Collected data
════

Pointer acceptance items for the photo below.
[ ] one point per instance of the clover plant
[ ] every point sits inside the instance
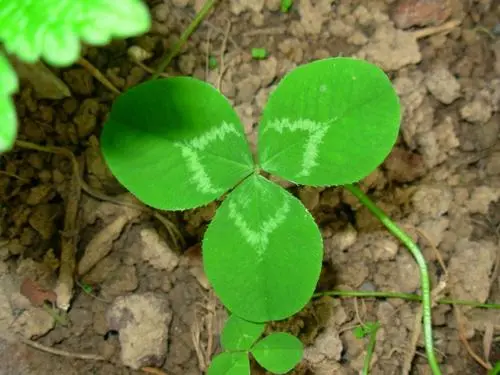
(177, 143)
(52, 30)
(278, 352)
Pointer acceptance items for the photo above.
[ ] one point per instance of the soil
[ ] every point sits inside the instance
(150, 305)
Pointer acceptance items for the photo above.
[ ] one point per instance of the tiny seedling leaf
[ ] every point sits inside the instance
(259, 53)
(228, 363)
(359, 332)
(261, 245)
(329, 122)
(278, 352)
(240, 334)
(175, 143)
(286, 5)
(8, 117)
(52, 29)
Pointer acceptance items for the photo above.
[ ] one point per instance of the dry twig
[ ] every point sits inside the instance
(222, 52)
(152, 370)
(64, 288)
(60, 352)
(97, 75)
(432, 30)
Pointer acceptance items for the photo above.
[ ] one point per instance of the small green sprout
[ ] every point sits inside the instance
(365, 330)
(53, 30)
(212, 62)
(286, 5)
(495, 370)
(278, 352)
(369, 329)
(259, 53)
(330, 122)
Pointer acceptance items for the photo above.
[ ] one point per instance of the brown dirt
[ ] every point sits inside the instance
(443, 178)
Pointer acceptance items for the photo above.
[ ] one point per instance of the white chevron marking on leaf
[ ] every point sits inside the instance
(259, 237)
(316, 133)
(192, 151)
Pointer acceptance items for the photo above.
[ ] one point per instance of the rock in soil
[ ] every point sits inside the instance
(142, 321)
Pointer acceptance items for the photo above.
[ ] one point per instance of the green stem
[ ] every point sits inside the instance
(184, 37)
(405, 296)
(371, 348)
(424, 275)
(495, 370)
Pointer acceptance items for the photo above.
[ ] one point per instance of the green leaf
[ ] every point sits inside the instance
(230, 364)
(175, 143)
(329, 122)
(212, 62)
(8, 121)
(8, 117)
(278, 352)
(262, 252)
(359, 332)
(52, 29)
(240, 334)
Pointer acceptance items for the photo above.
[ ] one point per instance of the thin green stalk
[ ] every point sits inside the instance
(184, 37)
(495, 370)
(371, 348)
(424, 274)
(405, 296)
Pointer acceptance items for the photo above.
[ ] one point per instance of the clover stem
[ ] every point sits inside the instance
(200, 16)
(419, 258)
(404, 296)
(371, 348)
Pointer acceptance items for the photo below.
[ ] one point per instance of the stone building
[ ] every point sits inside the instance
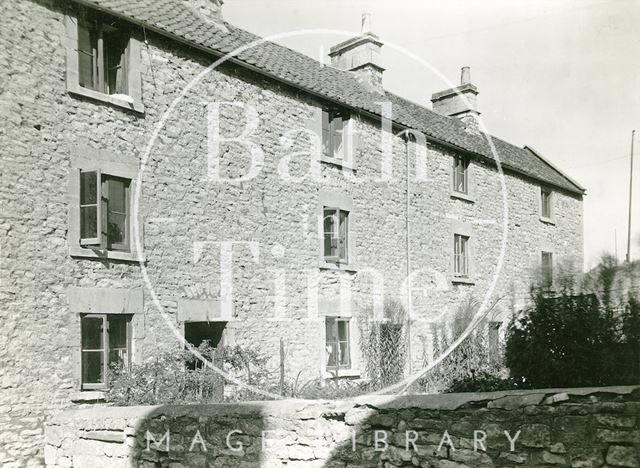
(152, 191)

════

* [Written request]:
Reproduce each record above by retyping it exactly; omit all images.

* [Task answer]:
Pointer acceptance items for the photo below.
[ ] one point per instance of the clover plant
[ ] every point sits inside the instance
(177, 143)
(52, 30)
(278, 352)
Pointer acceptance items for the photo above.
[ ] one point per instance of the soil
[ ] every point sits inside the instance
(150, 305)
Pointer acceptance items for the photo above.
[ ] one point per instance of the tiny seedling leaf
[ ] every point sits inside the instance
(259, 53)
(228, 363)
(359, 332)
(261, 245)
(329, 122)
(278, 352)
(240, 334)
(175, 143)
(286, 5)
(8, 117)
(52, 29)
Pointer acceptance items for the photo above.
[ ] one point per instance of the dry twig
[ ] every point sits inside the instance
(222, 52)
(152, 370)
(64, 288)
(60, 352)
(97, 75)
(432, 30)
Pointer acceptance items for the photo above.
[ ] one point per instance of the small green sprout
[ ] every point sits inside the instance
(365, 330)
(53, 30)
(212, 62)
(286, 5)
(495, 370)
(278, 352)
(369, 329)
(259, 53)
(330, 122)
Pointer acceptance items for the photo above.
[ ] one point per instance of the brown dirt
[ ] every point sits inside the instance
(443, 178)
Pointer acceptance items for the photo above.
[ ] one point per instance of the white chevron marking on leaf
[ ] every point sits inside the instance
(259, 237)
(316, 133)
(192, 151)
Pointer acceptance items for the photo above.
[ ] one point per instance of the rock in soil
[ ] every point sits inside the instance
(142, 321)
Pointer acceptance items for the photo above.
[ ] one point per instance of the green stem
[ ] every point sits inside the instance
(184, 37)
(405, 296)
(371, 348)
(424, 275)
(495, 370)
Pointer acceptance items for the photo above.
[ ] one point per instance of the green leaf
[ ] every point sits inside the instance
(230, 364)
(175, 143)
(329, 122)
(212, 62)
(8, 121)
(8, 117)
(278, 352)
(262, 252)
(359, 332)
(52, 29)
(240, 334)
Pointer acceptance items for the photo above.
[ ] one point per instance of the thin green stalk
[ ] every point sits inside the instance
(184, 37)
(495, 370)
(371, 348)
(424, 274)
(405, 296)
Pointer acceptance items for the photo above.
[ ] one point per instance of the clover stem
[ ] every point sits inside the instance
(200, 16)
(419, 258)
(404, 296)
(371, 348)
Pointer acceptance items for the photo below.
[ ] one point per instance of the stone building
[ ] every point sits inside the instance
(152, 191)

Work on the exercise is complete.